**Task statement:**
Copy the records below exactly as they are written.

────────────────────

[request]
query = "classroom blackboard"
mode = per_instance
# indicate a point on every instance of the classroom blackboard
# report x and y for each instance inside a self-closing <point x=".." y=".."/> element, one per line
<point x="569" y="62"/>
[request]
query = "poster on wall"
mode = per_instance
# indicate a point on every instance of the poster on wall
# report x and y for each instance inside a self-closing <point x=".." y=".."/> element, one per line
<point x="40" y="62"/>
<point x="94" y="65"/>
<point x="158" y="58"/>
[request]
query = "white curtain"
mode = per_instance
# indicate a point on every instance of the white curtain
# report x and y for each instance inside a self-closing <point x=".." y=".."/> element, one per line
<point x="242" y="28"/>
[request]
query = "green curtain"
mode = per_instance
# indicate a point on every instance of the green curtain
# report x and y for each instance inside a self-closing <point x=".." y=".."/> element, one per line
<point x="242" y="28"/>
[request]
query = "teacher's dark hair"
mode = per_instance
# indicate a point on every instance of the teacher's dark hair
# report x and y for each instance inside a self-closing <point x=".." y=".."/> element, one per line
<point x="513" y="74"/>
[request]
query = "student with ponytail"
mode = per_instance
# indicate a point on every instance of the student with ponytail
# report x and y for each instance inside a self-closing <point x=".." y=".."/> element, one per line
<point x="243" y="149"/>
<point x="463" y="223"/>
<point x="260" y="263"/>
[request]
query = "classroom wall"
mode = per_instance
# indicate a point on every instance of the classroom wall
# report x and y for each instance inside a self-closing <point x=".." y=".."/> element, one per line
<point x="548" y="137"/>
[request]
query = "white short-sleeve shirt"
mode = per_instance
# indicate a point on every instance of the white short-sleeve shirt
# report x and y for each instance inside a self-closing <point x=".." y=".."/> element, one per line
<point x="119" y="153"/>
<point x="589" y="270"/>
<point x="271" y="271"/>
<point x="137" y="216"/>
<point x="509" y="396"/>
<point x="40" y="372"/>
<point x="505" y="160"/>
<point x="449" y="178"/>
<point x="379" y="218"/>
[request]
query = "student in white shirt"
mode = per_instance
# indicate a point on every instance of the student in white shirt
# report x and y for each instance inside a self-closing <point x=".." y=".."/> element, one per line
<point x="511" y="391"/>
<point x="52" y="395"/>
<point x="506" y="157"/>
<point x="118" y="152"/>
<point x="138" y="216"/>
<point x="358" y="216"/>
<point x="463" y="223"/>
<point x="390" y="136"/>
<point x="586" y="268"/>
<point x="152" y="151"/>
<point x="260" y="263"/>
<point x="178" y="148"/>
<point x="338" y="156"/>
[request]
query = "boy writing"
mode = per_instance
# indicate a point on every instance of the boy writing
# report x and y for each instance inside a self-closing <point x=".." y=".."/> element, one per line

────────────────────

**Correct output:**
[request]
query = "classroom blackboard"
mode = per_instance
# indicate a point on every instance of the classroom blackboard
# report x and y for each instance inside a self-closing <point x=".." y=".."/> element, one per line
<point x="569" y="62"/>
[request]
query = "poster on wall"
mode = per_instance
# indicate a point on every instance of the poster on wall
# report x and y for each instance inside a self-closing <point x=".." y=".."/> element, one per line
<point x="40" y="62"/>
<point x="94" y="65"/>
<point x="158" y="58"/>
[request]
query = "white curtain"
mode = per_instance
# indicate a point on every instance of the white curtain
# report x and y for each instance inside a self-closing <point x=".." y=".."/> element, one per line
<point x="242" y="28"/>
[request]
query = "green curtain"
mode = per_instance
# indicate a point on every instance of the green curtain
# report x and y for each instance inside a self-closing <point x=".." y=".."/> element, one per line
<point x="242" y="28"/>
[request]
query = "teacher's dark hair"
mode = per_instance
# indicate a point on every instance of the teacher's dark hair
# report x and y for each instance inside a self-closing <point x=".." y=".."/> element, one per line
<point x="513" y="74"/>
[request]
query = "student with ponytail"
mode = per_instance
# indicate a point on every instance of the student with ponytail
# report x and y for each instance inside a self-closing <point x=".." y=".."/> element, one per line
<point x="243" y="149"/>
<point x="463" y="223"/>
<point x="260" y="263"/>
[request]
query = "classroom wall"
mode = per_instance
# indicate a point on every instance of the classroom wall
# report x and y for each instance inside a self-closing <point x=".." y=".."/> element, one per line
<point x="548" y="137"/>
[request]
query = "white short-sleeve shirt"
mode = per_instance
# indicate a point on every instance of the white short-sleeve shirt
# report x and y for each instance inside a self-closing <point x=".." y=".."/> element, one per line
<point x="119" y="153"/>
<point x="589" y="270"/>
<point x="271" y="271"/>
<point x="137" y="216"/>
<point x="509" y="396"/>
<point x="40" y="372"/>
<point x="505" y="160"/>
<point x="449" y="178"/>
<point x="379" y="218"/>
[request]
query = "student in white shirt"
mode = per_instance
# indicate a point on every instance of the student in white shirt
# report x and y for each instance inside a self-closing <point x=".." y=".."/> element, one per line
<point x="511" y="391"/>
<point x="52" y="395"/>
<point x="506" y="157"/>
<point x="118" y="152"/>
<point x="138" y="216"/>
<point x="358" y="216"/>
<point x="463" y="223"/>
<point x="390" y="136"/>
<point x="586" y="268"/>
<point x="152" y="151"/>
<point x="260" y="263"/>
<point x="178" y="148"/>
<point x="338" y="156"/>
[request]
query = "boy writing"
mode = per_instance
# indicate a point on every instance of the boy writing
# report x and y for each instance inside a self-closing <point x=".." y=".."/> element, one per line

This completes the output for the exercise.